PASSAGE TO READ >>
________________________________________

The effect of high-sugar feeding on rodent metabolic phenotype: a systematic review and meta-analysis

Abstract

Dietary sugar consumption has been linked to increased cardiometabolic disease risk, although it is unclear if this is independent of increases in body weight and adiposity. Additionally, many preclinical animal studies provide liquid sugar which more readily leads to excess consumption and weight gain, confounding any outcomes driven by high-sugar intake alone. To gain clarity on this, we conducted a systematic review and meta-analysis exclusively investigating the effect of isocaloric high-sugar, low-fat solid diet formulations containing fructose or sucrose, on cardiometabolic health in rodents. Overall, we found strong evidence that fructose and sucrose have effects on metabolic health, independent of body weight gain. High-sugar feeding, with fructose in particular, altered liver phenotype; ALT (d = 1.08; 0.66, 1.5), triglyceride content (d = 0.52; 0.25, 0.78), cholesterol (d = 0.59; 0.16, 1.03) and liver mass (d = 0.93; 0.37, 1.48), and glucose tolerance; fasting glucose (d = 0.60; 0.18, 1.01) and fasting insulin (d = 0.42; 0.07, 0.77) but not body weight or energy intake. Our review also highlights the lack of data reported on adiposity and in female rodents. This is the first meta-analysis to synthesise all current rodent solid diet high-sugar studies, while adjusting them for confounders (fat content, time spent on diet and age started on diet) and suggests that high-sugar dietary intake and composition alters metabolic health of mice regardless of weight gain.

Fig. 1. Flow chart of the study selection process.

A flow chart detailing the number of articles included and excluded throughout the systematic review process. Adapted from Ainge et al. 2011.

Fig. 2. The effect of high-sugar feeding on body weight and Energy intake.

Forrest plots depicting the effects of high-sugar feeding on (A) Body weight, (B) Energy intake. The effect is quantified as d, the difference between the mean of the treatment and control groups. Positive values indicate a higher mean in the sugar-fed groups compared to the control group (and vice versa). Overall estimates were determined by random‐effects meta‐analysis and species- and sugar-specific effects were determined by random-effects meta-regressions. Estimates for fat as a percentage of diet, fasting time, duration, and age diet was started, correspond to slopes from random‐effects meta‐regression. k is the number of effect sizes on which each estimate is based, and bars correspond to 95% confidence intervals.

________________________________________

RECORD EXTRACTS >>

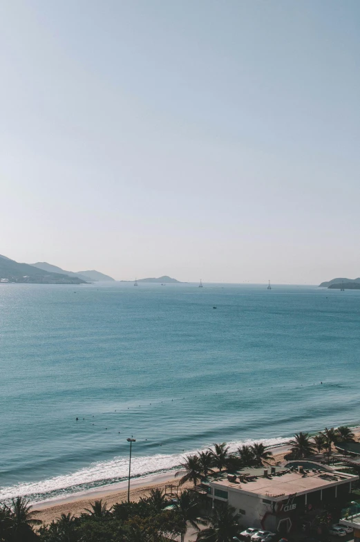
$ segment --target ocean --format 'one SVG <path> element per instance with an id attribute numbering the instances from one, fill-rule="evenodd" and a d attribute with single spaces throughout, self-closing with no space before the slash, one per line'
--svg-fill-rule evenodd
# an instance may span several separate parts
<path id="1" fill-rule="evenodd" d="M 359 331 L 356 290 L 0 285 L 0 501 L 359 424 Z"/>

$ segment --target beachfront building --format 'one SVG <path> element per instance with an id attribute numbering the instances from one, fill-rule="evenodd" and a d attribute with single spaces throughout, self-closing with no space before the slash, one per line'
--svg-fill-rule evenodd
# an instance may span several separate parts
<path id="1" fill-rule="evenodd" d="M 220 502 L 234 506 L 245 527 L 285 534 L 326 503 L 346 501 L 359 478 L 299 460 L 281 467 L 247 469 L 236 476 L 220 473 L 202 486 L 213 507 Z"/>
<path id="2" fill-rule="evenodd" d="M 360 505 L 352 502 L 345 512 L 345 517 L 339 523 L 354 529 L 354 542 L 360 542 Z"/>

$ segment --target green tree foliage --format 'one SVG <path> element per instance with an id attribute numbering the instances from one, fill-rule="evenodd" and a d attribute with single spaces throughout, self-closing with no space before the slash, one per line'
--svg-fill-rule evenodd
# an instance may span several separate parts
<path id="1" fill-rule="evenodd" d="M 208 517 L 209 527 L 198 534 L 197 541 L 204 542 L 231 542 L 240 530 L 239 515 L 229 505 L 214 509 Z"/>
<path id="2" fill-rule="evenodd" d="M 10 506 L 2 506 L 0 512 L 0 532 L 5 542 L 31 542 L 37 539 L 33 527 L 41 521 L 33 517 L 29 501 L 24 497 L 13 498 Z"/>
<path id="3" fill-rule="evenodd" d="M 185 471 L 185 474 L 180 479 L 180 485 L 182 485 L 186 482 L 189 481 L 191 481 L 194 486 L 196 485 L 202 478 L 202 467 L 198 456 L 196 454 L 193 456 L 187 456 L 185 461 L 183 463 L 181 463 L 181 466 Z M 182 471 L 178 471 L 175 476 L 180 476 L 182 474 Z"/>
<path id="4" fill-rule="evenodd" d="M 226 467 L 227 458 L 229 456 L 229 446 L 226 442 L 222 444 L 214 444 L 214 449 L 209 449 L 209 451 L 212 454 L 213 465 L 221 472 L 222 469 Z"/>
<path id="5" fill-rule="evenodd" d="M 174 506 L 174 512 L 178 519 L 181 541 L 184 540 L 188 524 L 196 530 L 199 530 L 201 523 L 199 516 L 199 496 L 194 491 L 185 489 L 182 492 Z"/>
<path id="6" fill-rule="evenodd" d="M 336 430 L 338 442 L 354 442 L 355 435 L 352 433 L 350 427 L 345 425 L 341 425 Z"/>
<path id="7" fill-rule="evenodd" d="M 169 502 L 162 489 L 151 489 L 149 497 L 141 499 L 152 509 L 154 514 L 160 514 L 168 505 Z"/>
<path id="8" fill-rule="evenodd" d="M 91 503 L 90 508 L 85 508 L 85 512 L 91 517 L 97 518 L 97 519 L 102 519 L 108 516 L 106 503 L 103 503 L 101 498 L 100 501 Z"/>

________________________________________

TASK REQUIREMENTS >>
**1.** Reproduce everything in the high-sugar feeding review above from "A flow chart" down to "and Energy intake.".
**2.** For each statement below, state whether it agrees with the high-sugar feeding review above, answering yes or no and quoting the deciding words. (a) High-sugar feeding was found to alter body weight. (b) The review examined only solid diet formulations. (c) In the forest plots, positive values mean a higher mean in the sugar-fed groups than in the control group.

EXPECTED OUTPUTS >>
**1.**
A flow chart detailing the number of articles included and excluded throughout the systematic review process. Adapted from Ainge et al. 2011.

Fig. 2. The effect of high-sugar feeding on body weight and Energy intake.

**2.**
(a) No: "but not body weight or energy intake."
(b) Yes: "exclusively investigating the effect of isocaloric high-sugar, low-fat solid diet formulations containing fructose or sucrose"
(c) Yes: "Positive values indicate a higher mean in the sugar-fed groups compared to the control group"